> _PROMPT 1_: Rewrite the paragraph of the passage on physicians and medication that begins "Physicians prescribe medications" as a short bulleted list, keeping its main facts.
> _PROMPT 2_: List every measurement that, according to the passage on physicians and medication, physicians routinely collect.
> _PROMPT 3_: Please reproduce everything in the passage on physicians and medication from "Physicians are trained" down to "in treatment results.".

> _GIVEN TEXT_:
Physicians are trained in such assessments. Moreover, such training allows physicians to point out the weakness and potential biases in observational studies and other less evidence based studies and show that many times the advertisement claims made of a product being “clinically proven” are at best a misrepresentation and more likely simply fraud.
Physicians prescribe medications after an assessment of risk and benefit in which in the judgment of the physician the benefit of the medication outweighs the potential risk of use. In the pursuit of the Non-Medicated Life, a similar careful weighing of the risk and benefits of the avoidance or discontinuation of medication is essential. Physicians are, therefore, very well suited to make this assessment and to discuss the assessment in detail with individuals under their care so a true informed consent during a change in treatment results.
Just as important as assessing potential risk and benefit, before deciding on avoidance of medication or discontinuation of medication, is measuring the response to the new treatment to ensure it is working as anticipated. Physicians routinely collect such metrics, whether it is measuring a weight for calculation of body mass index, measuring a blood pressure, measuring blood sugar, or measuring blood cholesterol. Such an ongoing numerical analysis allows an objective assessment of response that is essential to assuring all concerned that the avoidance or discontinuation of medication and the use of diet and lifestyle alone is safe. Moreover, in those who cannot completely avoid or discontinue a specific medication with diet and lifestyle change, such monitoring many times allows for a reduction in dose with a concomitant reduction or elimination of untoward side effects.

> _EXTRACTED ENTRIES_:

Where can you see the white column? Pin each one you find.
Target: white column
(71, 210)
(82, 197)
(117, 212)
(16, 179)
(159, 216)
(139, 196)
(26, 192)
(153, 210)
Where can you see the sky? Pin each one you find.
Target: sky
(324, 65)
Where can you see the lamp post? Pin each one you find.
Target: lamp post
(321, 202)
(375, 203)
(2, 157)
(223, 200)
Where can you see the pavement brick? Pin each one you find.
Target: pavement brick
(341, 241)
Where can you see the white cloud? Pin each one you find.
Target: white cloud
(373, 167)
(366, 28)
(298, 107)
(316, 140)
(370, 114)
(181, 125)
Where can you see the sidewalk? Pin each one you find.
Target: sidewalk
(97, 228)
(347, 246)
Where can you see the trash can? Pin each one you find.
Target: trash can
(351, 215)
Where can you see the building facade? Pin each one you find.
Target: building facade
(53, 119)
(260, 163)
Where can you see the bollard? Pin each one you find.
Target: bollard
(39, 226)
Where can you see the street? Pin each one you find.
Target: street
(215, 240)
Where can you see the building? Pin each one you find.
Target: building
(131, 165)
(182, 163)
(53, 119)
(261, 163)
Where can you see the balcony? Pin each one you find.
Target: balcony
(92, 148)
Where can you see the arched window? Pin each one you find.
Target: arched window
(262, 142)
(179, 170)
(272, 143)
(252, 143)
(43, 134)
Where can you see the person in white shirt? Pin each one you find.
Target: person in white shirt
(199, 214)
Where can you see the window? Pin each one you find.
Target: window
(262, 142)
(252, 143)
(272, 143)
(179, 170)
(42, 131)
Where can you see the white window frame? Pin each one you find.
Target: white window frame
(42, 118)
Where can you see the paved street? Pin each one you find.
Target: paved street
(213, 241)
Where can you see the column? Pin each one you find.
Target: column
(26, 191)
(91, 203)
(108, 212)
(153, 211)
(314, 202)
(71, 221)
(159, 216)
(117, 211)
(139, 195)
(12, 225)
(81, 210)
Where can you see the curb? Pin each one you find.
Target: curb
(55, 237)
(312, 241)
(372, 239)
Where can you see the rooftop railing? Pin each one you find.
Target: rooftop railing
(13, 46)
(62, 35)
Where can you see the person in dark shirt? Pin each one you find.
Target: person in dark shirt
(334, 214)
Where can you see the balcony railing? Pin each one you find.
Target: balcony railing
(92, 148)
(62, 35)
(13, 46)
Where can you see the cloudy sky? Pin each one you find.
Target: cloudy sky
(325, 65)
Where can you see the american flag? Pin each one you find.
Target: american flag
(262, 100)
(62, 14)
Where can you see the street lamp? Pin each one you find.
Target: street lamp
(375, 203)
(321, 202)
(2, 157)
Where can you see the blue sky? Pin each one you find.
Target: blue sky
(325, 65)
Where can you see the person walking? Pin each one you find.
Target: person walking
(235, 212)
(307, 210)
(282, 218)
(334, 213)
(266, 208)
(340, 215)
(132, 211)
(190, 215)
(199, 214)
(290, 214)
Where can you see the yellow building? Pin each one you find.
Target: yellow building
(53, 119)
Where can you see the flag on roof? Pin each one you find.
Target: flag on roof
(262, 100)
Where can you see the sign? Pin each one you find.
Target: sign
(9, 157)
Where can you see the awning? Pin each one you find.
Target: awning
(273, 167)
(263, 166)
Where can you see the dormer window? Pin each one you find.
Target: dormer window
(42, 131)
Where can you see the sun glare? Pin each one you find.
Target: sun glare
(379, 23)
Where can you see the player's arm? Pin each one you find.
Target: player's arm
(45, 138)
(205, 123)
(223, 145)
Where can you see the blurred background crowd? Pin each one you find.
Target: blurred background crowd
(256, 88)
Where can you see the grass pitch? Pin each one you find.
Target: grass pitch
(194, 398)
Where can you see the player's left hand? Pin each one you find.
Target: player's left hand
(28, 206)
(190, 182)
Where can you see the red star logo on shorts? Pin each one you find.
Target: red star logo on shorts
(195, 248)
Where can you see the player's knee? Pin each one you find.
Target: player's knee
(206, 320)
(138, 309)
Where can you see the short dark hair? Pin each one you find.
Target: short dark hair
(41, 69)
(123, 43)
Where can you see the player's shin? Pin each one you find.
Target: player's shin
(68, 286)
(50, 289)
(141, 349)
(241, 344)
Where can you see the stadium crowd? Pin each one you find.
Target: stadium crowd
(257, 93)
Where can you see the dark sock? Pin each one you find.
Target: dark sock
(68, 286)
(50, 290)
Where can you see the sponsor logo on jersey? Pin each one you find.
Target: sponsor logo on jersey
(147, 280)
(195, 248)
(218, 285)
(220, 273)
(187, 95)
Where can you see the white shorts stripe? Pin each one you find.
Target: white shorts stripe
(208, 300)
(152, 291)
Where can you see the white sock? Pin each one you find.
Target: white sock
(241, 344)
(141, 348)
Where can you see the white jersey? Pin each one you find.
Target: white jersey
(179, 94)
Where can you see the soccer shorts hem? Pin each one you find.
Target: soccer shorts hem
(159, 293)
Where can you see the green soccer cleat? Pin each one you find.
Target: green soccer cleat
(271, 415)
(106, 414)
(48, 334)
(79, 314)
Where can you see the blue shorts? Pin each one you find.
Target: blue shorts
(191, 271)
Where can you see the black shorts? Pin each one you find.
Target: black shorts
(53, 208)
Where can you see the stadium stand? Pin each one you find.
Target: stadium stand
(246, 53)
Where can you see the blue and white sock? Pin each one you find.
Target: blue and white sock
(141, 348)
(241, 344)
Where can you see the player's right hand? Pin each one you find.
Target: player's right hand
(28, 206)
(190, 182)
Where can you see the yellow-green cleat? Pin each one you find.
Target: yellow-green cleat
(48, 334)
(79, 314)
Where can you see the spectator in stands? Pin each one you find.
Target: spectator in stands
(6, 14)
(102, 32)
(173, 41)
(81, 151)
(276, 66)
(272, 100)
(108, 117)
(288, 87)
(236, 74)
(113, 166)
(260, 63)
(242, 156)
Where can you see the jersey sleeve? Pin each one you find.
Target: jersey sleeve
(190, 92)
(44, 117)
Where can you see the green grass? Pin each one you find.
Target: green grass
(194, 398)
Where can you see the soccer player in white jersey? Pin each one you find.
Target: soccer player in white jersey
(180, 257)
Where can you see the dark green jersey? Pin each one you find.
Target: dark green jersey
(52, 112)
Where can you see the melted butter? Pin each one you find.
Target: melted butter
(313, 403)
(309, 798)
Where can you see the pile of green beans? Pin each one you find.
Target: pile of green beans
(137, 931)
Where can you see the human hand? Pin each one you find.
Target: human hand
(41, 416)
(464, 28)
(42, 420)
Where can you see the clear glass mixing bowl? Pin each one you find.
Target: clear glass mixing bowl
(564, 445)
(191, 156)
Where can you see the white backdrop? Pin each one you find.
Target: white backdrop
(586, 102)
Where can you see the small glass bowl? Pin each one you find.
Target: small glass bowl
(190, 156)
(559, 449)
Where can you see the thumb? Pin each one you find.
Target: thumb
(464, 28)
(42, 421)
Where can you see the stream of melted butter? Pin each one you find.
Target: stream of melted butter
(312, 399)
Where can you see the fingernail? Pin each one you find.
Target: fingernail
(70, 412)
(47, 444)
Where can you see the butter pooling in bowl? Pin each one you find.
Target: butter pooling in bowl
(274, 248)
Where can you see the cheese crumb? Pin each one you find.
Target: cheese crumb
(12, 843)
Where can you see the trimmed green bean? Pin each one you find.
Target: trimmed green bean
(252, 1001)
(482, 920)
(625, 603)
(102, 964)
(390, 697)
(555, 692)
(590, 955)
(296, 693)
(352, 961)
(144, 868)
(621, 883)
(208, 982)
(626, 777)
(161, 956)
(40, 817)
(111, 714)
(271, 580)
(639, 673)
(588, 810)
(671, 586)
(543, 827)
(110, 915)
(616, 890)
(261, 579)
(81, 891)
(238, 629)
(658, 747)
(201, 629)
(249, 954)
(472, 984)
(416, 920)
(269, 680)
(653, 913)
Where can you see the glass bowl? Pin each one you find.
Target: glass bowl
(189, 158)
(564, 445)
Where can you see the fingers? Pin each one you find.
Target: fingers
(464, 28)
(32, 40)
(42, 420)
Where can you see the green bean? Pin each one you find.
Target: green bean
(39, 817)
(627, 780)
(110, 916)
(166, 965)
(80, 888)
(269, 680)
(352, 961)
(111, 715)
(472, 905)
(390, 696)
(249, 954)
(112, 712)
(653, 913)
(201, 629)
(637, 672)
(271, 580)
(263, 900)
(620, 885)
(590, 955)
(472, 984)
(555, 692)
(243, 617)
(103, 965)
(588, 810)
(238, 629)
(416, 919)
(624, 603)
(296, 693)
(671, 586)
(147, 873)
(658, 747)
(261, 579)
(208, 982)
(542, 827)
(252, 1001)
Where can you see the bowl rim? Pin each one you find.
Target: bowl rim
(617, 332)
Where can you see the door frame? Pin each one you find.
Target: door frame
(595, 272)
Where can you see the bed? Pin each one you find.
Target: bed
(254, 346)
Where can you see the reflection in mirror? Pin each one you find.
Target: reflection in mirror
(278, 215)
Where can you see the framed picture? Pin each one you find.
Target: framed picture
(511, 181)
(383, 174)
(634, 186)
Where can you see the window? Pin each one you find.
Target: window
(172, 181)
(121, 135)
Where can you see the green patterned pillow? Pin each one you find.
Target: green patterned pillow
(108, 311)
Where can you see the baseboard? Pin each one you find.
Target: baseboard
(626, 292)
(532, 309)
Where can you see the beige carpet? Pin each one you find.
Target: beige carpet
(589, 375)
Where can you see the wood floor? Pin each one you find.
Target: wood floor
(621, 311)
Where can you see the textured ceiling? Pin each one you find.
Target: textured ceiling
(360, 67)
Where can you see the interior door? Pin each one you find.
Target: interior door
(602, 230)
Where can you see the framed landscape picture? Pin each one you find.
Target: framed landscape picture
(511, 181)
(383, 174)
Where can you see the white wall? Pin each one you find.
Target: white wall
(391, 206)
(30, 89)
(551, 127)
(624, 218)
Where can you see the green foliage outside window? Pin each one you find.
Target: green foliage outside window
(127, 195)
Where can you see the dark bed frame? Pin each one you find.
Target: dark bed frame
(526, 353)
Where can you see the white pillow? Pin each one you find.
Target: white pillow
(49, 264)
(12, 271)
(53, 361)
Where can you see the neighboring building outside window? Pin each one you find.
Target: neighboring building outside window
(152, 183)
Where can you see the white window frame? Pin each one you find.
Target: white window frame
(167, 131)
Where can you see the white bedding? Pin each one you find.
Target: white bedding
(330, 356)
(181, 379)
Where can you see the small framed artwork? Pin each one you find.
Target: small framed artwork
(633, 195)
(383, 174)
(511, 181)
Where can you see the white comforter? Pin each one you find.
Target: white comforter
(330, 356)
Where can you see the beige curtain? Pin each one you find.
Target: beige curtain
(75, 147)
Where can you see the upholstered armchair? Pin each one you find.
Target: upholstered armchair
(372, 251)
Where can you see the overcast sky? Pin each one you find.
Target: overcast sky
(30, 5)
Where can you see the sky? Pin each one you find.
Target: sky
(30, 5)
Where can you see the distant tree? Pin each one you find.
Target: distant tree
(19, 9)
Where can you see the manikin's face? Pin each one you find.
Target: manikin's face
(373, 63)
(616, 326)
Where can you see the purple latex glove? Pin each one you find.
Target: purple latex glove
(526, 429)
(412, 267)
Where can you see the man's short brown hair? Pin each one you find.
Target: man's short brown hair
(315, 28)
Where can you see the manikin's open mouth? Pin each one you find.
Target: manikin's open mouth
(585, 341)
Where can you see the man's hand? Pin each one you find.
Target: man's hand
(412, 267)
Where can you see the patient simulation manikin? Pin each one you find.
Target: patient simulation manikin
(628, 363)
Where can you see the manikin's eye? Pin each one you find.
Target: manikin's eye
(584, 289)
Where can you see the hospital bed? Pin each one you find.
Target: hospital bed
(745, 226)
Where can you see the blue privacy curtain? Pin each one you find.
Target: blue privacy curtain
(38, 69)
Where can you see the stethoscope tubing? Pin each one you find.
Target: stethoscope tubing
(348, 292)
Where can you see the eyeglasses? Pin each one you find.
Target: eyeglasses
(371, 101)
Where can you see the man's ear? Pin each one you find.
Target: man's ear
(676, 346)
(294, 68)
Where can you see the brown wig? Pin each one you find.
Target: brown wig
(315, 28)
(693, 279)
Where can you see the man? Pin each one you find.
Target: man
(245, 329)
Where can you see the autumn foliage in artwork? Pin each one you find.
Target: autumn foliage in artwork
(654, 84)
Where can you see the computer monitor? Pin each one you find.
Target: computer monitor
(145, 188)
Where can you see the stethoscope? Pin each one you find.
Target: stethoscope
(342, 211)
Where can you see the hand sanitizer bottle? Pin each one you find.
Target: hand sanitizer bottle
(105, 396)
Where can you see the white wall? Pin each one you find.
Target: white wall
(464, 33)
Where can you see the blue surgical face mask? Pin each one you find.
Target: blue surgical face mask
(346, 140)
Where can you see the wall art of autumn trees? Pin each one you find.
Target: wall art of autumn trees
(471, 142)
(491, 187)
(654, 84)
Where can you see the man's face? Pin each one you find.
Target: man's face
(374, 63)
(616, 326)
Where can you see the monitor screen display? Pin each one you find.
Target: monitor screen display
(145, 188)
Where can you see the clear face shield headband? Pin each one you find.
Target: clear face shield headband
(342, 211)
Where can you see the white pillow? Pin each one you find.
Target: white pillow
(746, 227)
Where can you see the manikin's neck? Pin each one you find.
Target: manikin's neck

> _TASK OUTPUT 1_:
- Physicians prescribe a medication when, in their judgment, its benefit outweighs its potential risk.
- Pursuing the Non-Medicated Life calls for a similarly careful weighing of the risks and benefits of avoiding or discontinuing medication.
- Physicians are therefore well suited to make this assessment and to discuss it in detail with the people under their care.
- This discussion allows true informed consent when treatment changes.

> _TASK OUTPUT 2_:
- Weight, used to calculate body mass index
- Blood pressure
- Blood sugar
- Blood cholesterol

> _TASK OUTPUT 3_:
Physicians are trained in such assessments. Moreover, such training allows physicians to point out the weakness and potential biases in observational studies and other less evidence based studies and show that many times the advertisement claims made of a product being “clinically proven” are at best a misrepresentation and more likely simply fraud.
Physicians prescribe medications after an assessment of risk and benefit in which in the judgment of the physician the benefit of the medication outweighs the potential risk of use. In the pursuit of the Non-Medicated Life, a similar careful weighing of the risk and benefits of the avoidance or discontinuation of medication is essential. Physicians are, therefore, very well suited to make this assessment and to discuss the assessment in detail with individuals under their care so a true informed consent during a change in treatment results.